Your objective >>
Return each record word for word, keeping none of its pictures.

Given data >>

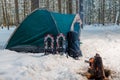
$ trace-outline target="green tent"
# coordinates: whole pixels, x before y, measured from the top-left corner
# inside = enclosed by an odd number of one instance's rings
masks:
[[[45,9],[35,10],[15,30],[6,49],[42,52],[45,35],[52,34],[56,37],[59,33],[63,33],[66,36],[74,17],[73,14],[60,14]]]

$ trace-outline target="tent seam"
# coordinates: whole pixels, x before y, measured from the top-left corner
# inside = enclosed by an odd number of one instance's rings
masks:
[[[57,28],[57,22],[56,22],[56,20],[55,20],[54,17],[52,16],[51,12],[49,12],[49,13],[50,13],[50,15],[51,15],[51,17],[52,17],[52,19],[53,19],[55,25],[56,25],[56,29],[57,29],[58,33],[60,33],[60,31],[59,31],[58,28]]]

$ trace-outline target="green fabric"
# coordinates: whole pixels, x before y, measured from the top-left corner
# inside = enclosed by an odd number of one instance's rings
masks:
[[[31,13],[16,29],[8,44],[7,49],[32,45],[44,47],[44,37],[52,34],[56,37],[59,33],[67,34],[75,15],[59,14],[47,10],[36,10]]]
[[[72,25],[75,15],[52,13],[52,16],[56,22],[59,32],[66,35],[67,32],[70,31],[70,27]]]

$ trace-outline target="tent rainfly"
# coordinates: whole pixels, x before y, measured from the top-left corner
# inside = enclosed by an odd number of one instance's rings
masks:
[[[18,52],[43,52],[45,35],[52,34],[56,38],[59,33],[63,33],[66,36],[74,17],[74,14],[37,9],[16,28],[6,49]]]

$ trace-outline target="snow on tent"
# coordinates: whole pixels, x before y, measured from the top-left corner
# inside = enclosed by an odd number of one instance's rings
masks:
[[[74,14],[60,14],[37,9],[15,30],[6,49],[18,52],[43,52],[45,35],[52,34],[56,37],[59,33],[63,33],[66,36],[74,17]]]

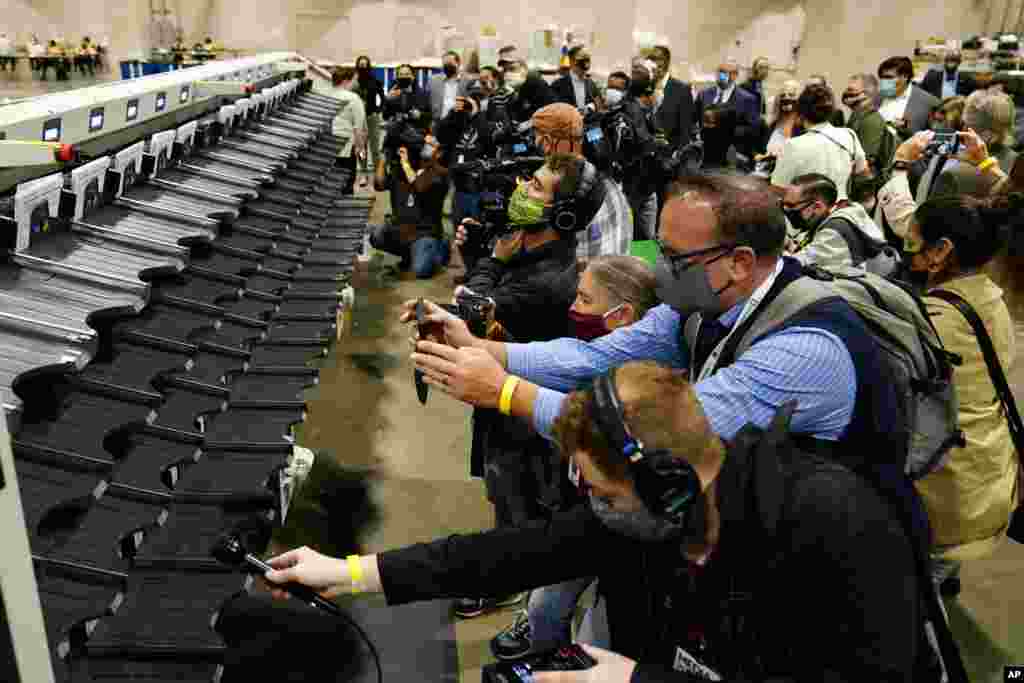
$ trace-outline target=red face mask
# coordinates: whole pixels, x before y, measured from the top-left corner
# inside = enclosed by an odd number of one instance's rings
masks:
[[[579,313],[569,309],[569,323],[572,336],[583,341],[593,341],[608,334],[608,327],[605,325],[605,318],[619,310],[618,305],[604,315],[598,313]]]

Response box >>
$ trace-outline target="green tent"
# coordinates: whole pixels, x before y, measured from the top-left corner
# inside = enclosed by an odd number of one instance's rings
masks:
[[[45,9],[35,10],[15,30],[6,49],[42,52],[45,35],[52,34],[56,37],[59,33],[63,33],[66,36],[74,17],[73,14],[60,14]]]

$ trace-outline target="tent seam"
# coordinates: whole pixels, x before y, measured from the top-left corner
# inside = enclosed by an odd number of one instance's rings
masks:
[[[57,28],[57,22],[56,22],[56,20],[55,20],[54,17],[52,16],[51,12],[49,12],[49,13],[50,13],[50,15],[51,15],[51,17],[52,17],[52,19],[53,19],[55,25],[56,25],[56,29],[57,29],[58,33],[60,33],[60,31],[59,31],[58,28]]]

$ trace-outline target="green fabric"
# coordinates: whole pixels, x before y, measured from the top-left corner
# inside = enclosed by an odd number of one instance's rings
masks:
[[[31,13],[16,29],[8,44],[7,49],[32,45],[44,47],[44,37],[52,34],[56,37],[59,33],[67,34],[75,15],[59,14],[47,10],[36,10]]]
[[[72,25],[75,15],[52,13],[52,16],[56,22],[59,32],[66,35],[67,32],[70,31],[70,27]]]

$ trace-outline target="tent rainfly"
# coordinates: whole pixels, x before y, measured from the top-left corner
# inside = enclosed by an odd number of one instance's rings
masks:
[[[18,52],[43,52],[45,35],[52,34],[56,38],[59,33],[63,33],[66,36],[74,17],[74,14],[37,9],[16,28],[6,49]]]

$ trace-outline target="snow on tent"
# coordinates: whole pixels, x before y, measured from the top-left corner
# inside = enclosed by an odd number of one instance's rings
masks:
[[[74,14],[60,14],[37,9],[15,30],[6,49],[18,52],[43,52],[45,35],[52,34],[56,37],[59,33],[63,33],[66,36],[74,17]]]

$ trace-outline target=red face mask
# coordinates: whole pixels, x before y, measured from the top-left corner
# inside = enclosed by an odd number of one instance's rings
masks:
[[[579,313],[569,309],[569,323],[572,336],[583,341],[593,341],[608,334],[608,327],[605,325],[605,318],[619,310],[618,305],[604,315],[598,313]]]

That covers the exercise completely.